(Records begins)

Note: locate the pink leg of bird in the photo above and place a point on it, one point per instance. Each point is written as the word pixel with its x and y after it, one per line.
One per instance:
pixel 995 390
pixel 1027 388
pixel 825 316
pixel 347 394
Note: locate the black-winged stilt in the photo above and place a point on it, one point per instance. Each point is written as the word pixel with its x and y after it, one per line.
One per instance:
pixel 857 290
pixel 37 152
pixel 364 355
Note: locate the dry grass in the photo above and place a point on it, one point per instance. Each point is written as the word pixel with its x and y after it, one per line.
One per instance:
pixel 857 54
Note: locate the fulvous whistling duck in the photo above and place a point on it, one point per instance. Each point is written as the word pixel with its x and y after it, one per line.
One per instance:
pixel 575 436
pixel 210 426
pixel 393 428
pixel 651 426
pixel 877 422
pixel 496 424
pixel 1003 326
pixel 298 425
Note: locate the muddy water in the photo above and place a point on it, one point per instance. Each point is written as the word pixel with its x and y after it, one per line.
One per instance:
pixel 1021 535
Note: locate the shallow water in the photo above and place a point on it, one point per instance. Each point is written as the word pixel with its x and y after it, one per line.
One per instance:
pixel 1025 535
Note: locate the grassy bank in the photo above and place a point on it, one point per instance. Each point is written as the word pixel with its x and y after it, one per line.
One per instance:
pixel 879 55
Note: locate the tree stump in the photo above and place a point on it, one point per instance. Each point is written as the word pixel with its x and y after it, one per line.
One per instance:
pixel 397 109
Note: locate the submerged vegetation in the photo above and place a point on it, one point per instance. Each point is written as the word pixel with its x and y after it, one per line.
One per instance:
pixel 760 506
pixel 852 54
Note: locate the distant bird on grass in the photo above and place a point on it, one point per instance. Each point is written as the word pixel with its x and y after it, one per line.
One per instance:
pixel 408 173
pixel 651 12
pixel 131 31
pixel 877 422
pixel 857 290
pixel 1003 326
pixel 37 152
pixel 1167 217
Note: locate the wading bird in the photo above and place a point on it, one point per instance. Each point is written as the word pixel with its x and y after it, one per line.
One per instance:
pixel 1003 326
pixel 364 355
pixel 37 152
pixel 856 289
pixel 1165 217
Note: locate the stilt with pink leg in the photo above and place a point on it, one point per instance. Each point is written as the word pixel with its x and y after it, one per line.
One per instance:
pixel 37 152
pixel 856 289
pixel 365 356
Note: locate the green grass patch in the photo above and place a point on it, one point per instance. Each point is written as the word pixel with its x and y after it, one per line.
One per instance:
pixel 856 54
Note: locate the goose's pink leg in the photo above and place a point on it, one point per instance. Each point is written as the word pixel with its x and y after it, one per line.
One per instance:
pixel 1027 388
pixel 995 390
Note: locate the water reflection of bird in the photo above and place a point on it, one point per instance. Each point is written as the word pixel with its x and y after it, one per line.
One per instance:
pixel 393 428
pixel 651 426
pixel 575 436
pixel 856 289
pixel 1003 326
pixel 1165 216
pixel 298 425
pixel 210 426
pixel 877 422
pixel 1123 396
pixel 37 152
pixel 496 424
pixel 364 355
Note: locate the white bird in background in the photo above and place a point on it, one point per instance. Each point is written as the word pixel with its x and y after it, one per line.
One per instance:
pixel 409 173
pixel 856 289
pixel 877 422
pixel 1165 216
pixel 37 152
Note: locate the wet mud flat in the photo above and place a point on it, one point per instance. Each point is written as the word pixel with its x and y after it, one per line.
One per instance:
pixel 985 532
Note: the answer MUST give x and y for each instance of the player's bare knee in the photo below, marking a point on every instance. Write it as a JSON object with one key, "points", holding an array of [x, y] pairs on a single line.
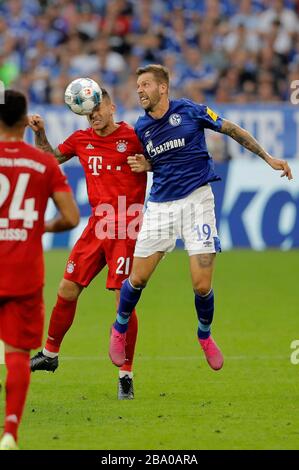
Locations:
{"points": [[69, 290], [202, 287]]}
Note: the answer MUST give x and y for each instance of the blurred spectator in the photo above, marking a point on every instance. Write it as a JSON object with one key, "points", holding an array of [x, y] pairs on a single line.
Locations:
{"points": [[221, 50]]}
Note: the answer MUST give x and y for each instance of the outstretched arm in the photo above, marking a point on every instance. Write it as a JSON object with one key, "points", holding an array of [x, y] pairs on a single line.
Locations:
{"points": [[138, 163], [245, 139], [38, 126]]}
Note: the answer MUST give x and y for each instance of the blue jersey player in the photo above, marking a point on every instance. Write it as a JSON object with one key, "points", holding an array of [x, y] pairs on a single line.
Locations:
{"points": [[181, 202]]}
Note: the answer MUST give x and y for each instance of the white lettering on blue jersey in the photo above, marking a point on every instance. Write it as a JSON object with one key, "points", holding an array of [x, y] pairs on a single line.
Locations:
{"points": [[176, 147]]}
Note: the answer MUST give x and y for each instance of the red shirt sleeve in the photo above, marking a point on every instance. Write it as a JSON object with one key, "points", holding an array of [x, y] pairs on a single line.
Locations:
{"points": [[68, 147]]}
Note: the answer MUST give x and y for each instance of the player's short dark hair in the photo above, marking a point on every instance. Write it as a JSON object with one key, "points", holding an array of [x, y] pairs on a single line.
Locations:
{"points": [[14, 107], [105, 94], [160, 72]]}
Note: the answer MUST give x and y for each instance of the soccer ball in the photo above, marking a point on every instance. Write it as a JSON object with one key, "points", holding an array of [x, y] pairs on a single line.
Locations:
{"points": [[82, 96]]}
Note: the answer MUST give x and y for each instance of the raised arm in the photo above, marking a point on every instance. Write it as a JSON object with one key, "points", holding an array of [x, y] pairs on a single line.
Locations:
{"points": [[245, 139], [37, 124], [138, 163]]}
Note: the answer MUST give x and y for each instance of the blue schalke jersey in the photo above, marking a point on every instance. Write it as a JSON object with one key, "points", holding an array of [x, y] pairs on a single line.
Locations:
{"points": [[176, 147]]}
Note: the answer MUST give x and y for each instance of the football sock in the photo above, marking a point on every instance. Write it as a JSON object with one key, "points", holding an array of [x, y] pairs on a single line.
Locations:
{"points": [[17, 383], [61, 320], [205, 310], [129, 297], [130, 343]]}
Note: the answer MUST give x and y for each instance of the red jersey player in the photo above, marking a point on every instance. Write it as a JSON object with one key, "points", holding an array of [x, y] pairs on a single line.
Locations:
{"points": [[28, 177], [102, 150]]}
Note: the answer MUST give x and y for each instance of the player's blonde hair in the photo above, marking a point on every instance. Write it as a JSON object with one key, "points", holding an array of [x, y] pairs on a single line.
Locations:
{"points": [[160, 72]]}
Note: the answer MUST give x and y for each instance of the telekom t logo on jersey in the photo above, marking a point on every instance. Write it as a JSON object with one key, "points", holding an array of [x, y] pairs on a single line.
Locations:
{"points": [[95, 164]]}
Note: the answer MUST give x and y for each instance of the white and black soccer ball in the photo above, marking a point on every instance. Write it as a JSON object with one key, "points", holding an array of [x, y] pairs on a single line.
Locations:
{"points": [[82, 96]]}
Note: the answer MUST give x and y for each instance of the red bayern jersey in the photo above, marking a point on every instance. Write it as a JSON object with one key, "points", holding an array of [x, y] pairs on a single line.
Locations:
{"points": [[104, 160], [28, 177]]}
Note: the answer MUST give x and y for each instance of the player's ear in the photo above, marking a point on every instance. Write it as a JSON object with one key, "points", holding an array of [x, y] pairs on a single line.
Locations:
{"points": [[163, 88]]}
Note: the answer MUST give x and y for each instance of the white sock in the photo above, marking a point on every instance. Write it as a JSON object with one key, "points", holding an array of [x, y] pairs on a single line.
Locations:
{"points": [[123, 373], [49, 353]]}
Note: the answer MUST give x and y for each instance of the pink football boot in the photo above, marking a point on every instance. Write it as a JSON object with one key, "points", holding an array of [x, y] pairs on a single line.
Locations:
{"points": [[212, 353]]}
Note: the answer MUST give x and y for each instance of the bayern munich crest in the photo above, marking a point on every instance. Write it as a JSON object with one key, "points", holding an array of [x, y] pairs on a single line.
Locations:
{"points": [[175, 119], [121, 146]]}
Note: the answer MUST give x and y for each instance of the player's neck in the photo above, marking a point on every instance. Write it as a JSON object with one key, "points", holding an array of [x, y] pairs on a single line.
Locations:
{"points": [[12, 134], [111, 127], [161, 109]]}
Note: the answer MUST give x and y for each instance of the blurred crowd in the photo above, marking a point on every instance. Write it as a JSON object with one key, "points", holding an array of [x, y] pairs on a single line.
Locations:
{"points": [[227, 51]]}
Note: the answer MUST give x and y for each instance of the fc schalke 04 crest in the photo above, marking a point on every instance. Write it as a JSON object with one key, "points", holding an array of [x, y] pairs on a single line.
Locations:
{"points": [[175, 119]]}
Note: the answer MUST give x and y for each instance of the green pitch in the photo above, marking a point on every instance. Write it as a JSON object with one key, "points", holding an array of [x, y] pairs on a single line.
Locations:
{"points": [[180, 403]]}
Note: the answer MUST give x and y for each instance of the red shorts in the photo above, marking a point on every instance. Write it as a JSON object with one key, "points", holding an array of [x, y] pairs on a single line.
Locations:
{"points": [[90, 255], [22, 320]]}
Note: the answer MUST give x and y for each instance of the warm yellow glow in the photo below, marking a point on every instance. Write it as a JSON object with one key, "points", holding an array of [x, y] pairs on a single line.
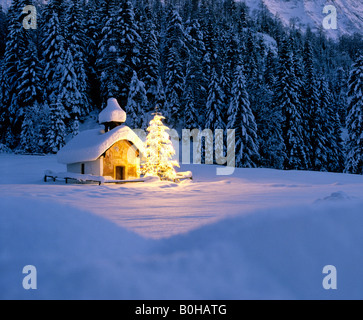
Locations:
{"points": [[159, 151]]}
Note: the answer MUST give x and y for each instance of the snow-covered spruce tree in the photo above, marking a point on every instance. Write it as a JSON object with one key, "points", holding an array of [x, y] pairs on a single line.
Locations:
{"points": [[29, 137], [53, 44], [30, 99], [56, 129], [354, 121], [74, 127], [231, 57], [149, 56], [287, 101], [210, 59], [137, 104], [190, 112], [215, 110], [109, 52], [68, 92], [93, 31], [331, 128], [118, 53], [130, 41], [16, 44], [160, 98], [76, 41], [159, 151], [241, 118], [313, 116], [195, 83], [174, 75], [215, 104], [3, 31]]}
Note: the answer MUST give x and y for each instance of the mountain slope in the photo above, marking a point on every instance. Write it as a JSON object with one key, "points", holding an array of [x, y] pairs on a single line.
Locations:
{"points": [[310, 12]]}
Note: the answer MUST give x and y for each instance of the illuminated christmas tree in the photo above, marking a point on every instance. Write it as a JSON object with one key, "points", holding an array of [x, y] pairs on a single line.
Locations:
{"points": [[159, 151]]}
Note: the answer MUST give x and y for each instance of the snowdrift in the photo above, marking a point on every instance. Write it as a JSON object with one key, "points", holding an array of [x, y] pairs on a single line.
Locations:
{"points": [[273, 254]]}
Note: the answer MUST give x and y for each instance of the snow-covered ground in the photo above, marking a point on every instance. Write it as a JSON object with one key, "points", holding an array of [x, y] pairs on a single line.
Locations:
{"points": [[257, 234]]}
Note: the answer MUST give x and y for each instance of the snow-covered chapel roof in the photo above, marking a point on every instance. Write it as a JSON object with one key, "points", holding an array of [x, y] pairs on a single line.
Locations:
{"points": [[91, 144], [112, 113]]}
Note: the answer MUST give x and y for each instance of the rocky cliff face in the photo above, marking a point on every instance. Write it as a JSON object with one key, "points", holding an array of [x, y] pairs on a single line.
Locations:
{"points": [[310, 12]]}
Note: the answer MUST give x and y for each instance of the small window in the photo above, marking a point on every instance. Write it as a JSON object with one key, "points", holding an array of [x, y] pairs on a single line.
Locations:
{"points": [[120, 173]]}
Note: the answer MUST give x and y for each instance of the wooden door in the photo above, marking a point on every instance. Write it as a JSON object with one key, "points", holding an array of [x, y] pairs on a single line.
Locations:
{"points": [[120, 173]]}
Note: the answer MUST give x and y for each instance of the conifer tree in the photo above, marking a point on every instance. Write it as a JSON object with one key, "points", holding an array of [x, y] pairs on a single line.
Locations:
{"points": [[174, 75], [149, 57], [215, 104], [56, 132], [16, 45], [137, 103], [241, 118], [286, 100], [354, 162]]}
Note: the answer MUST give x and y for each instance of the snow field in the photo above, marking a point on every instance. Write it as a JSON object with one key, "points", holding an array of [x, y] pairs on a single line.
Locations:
{"points": [[259, 234]]}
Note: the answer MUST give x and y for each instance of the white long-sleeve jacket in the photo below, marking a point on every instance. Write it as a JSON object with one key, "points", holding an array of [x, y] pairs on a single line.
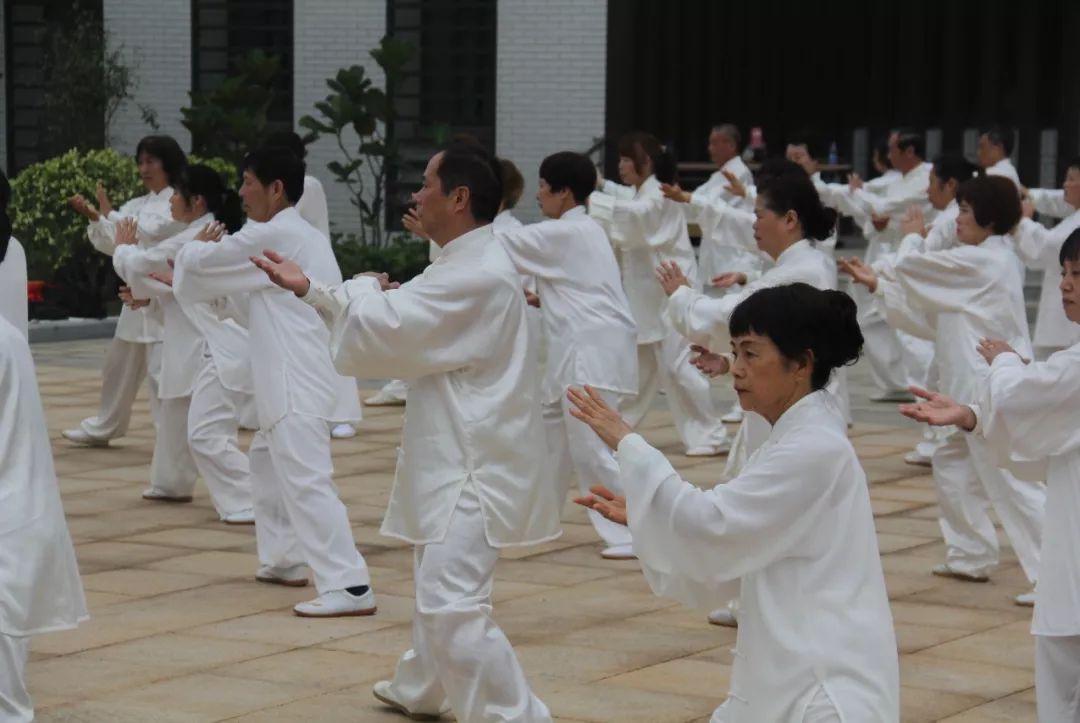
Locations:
{"points": [[156, 224], [457, 334], [292, 372], [591, 333], [1027, 412], [793, 535], [645, 229]]}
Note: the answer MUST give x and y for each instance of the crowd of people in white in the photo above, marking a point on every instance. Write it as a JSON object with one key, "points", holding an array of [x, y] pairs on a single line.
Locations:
{"points": [[247, 323]]}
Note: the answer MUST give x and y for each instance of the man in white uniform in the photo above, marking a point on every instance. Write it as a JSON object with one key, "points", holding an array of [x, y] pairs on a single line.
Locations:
{"points": [[299, 520], [39, 578], [471, 478]]}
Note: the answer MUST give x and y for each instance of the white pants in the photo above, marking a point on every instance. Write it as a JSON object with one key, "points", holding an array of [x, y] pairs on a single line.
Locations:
{"points": [[213, 429], [1057, 678], [126, 364], [886, 356], [820, 710], [298, 516], [15, 704], [666, 364], [396, 389], [459, 654], [173, 469], [577, 450], [968, 483]]}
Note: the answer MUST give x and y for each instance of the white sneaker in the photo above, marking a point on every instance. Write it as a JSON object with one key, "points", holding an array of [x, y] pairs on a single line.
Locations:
{"points": [[709, 450], [619, 552], [342, 431], [337, 603], [382, 399], [291, 577], [944, 571], [243, 517], [725, 617], [383, 693], [79, 436], [914, 457], [1025, 599], [732, 417], [157, 495]]}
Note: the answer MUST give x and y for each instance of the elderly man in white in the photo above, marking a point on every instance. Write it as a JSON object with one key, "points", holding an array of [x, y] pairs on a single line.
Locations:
{"points": [[471, 477]]}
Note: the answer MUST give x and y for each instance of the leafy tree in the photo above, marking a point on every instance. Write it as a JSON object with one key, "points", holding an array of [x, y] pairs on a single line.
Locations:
{"points": [[233, 117], [358, 104]]}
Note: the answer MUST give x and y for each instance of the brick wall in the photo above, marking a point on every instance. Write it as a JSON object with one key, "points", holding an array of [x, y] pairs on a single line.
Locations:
{"points": [[550, 88], [329, 35], [156, 38]]}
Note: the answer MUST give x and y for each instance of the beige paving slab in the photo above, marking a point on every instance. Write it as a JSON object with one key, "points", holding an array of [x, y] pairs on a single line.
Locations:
{"points": [[180, 632]]}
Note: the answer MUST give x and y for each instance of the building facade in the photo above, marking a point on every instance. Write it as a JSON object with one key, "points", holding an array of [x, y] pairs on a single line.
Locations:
{"points": [[528, 78]]}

(Records ends)

- [Your assignment]: For an answer, give a copy of every line in the listing that holds the word "crest".

- [Reply]:
Note: the answer MUST give x and y for each instance of the bayern munich crest in the photo above, marking a point on every instance. Write it as a JSON object with one key, "points", holding an array of [x, y] pairs on a single line.
Note: the answer MUST give x and y for each instance of the fc schalke 04 crest in the photo above, marking a point on every instance. Write it as a JSON object with one key, "points", holding an array of [x, y] pairs on a single line.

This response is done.